▸ **WHAT THE TASK ASKS**: Print the records below from the first line through the line containing "positive clicks: (42, 118)", both included, word for word.

▸ **AVAILABLE DATA**:

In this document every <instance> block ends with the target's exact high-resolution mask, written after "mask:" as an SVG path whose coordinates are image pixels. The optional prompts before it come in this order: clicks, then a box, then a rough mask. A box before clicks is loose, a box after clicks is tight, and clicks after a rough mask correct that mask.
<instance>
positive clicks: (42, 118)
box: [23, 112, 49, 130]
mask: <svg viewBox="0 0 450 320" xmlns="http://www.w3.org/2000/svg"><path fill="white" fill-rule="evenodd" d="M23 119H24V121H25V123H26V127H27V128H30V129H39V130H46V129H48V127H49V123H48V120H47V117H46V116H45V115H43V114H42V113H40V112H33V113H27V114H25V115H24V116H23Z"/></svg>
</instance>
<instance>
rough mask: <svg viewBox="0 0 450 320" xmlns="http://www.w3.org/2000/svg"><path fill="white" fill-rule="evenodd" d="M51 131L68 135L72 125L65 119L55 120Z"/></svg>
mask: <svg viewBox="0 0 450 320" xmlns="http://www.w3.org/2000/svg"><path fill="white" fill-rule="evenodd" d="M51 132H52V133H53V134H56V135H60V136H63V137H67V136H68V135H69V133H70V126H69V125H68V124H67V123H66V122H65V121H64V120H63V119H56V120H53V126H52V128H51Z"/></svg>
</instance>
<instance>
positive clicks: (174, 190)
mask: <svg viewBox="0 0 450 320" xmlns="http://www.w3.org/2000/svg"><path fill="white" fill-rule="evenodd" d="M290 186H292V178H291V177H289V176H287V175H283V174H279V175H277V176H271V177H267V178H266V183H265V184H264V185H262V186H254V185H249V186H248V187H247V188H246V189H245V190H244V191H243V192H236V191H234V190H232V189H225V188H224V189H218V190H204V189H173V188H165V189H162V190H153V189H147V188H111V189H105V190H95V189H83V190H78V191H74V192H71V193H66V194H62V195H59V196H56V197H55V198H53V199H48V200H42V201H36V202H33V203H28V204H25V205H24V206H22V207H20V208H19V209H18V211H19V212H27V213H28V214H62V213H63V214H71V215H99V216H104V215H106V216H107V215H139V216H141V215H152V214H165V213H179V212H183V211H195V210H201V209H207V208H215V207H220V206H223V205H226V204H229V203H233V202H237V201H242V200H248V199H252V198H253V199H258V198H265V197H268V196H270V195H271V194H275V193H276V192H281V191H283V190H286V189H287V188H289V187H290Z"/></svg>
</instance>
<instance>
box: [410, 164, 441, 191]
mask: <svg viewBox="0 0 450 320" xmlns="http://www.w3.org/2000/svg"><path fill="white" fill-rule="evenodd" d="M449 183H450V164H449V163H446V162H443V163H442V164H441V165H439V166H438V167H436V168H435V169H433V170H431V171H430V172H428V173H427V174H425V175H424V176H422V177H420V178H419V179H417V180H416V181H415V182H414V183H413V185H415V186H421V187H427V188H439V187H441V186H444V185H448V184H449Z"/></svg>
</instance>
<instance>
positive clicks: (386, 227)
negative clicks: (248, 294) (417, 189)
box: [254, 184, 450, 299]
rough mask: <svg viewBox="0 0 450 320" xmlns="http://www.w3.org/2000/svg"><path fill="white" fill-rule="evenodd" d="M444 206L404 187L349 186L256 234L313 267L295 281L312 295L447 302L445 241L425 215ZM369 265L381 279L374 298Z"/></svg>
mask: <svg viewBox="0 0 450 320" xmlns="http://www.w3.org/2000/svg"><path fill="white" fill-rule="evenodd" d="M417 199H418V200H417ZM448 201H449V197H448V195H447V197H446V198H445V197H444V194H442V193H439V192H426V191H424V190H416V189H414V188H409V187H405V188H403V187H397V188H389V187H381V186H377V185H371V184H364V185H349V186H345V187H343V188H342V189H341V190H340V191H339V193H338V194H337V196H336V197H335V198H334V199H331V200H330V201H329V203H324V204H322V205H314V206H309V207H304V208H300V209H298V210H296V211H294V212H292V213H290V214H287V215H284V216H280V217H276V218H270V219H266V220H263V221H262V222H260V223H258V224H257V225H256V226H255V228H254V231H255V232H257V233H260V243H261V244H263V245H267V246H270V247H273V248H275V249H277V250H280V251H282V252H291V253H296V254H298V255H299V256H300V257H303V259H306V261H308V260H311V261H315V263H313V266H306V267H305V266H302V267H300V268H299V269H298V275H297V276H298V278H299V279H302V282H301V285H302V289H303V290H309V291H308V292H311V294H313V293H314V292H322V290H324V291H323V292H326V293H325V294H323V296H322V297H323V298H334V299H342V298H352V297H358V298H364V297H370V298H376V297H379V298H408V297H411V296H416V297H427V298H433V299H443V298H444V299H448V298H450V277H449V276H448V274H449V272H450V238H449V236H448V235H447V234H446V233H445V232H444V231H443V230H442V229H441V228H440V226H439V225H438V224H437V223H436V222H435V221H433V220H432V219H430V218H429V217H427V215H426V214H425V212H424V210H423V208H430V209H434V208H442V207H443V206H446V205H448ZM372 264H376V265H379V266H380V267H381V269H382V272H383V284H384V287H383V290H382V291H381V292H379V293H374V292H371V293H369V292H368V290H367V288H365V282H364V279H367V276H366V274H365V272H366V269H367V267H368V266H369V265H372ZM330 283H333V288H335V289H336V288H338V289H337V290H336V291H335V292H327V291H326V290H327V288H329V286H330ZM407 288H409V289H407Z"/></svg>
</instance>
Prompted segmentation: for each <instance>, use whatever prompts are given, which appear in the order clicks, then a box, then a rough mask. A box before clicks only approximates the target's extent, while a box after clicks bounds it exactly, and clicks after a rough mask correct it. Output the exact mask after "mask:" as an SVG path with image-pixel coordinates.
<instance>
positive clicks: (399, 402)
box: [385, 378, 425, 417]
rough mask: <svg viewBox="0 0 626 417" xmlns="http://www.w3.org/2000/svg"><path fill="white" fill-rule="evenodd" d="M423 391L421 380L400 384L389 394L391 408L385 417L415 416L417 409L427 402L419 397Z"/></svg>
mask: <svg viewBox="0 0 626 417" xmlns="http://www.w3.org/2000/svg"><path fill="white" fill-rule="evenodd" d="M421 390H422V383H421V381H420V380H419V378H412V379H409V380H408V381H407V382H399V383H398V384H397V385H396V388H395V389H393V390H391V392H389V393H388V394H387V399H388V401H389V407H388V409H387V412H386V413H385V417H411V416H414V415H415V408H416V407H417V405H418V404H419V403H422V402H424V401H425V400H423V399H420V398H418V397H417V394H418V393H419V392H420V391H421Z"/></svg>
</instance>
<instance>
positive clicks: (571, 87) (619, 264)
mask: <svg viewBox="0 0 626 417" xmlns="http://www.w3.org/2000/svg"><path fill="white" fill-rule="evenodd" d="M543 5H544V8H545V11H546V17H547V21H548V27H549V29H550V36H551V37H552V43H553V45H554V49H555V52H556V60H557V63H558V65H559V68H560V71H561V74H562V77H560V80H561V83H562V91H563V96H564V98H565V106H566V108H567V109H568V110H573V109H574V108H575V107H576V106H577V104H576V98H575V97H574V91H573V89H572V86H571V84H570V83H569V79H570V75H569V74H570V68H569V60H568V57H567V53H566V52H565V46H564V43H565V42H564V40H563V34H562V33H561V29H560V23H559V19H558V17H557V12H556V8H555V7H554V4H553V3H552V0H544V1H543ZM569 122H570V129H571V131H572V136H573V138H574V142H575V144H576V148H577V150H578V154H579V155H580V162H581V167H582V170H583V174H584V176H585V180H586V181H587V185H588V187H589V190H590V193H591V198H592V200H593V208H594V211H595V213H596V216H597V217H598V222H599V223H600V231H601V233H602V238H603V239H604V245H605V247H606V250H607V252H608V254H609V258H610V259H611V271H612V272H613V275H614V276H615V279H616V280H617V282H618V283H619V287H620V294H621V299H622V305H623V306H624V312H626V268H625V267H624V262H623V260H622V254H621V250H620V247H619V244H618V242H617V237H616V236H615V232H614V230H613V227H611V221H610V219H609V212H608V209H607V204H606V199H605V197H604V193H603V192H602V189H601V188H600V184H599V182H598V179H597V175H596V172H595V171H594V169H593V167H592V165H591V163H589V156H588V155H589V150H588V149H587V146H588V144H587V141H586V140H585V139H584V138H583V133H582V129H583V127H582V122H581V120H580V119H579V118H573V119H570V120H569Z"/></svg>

▸ **OUTPUT OF THE TASK**:
In this document every <instance> block ends with the target's exact high-resolution mask, written after "mask:" as an SVG path whose coordinates are image pixels. The optional prompts before it come in this order: clicks, then a box, then a rough mask. A box before clicks is loose, a box after clicks is tight, and clicks after a rough mask correct that mask.
<instance>
positive clicks: (42, 118)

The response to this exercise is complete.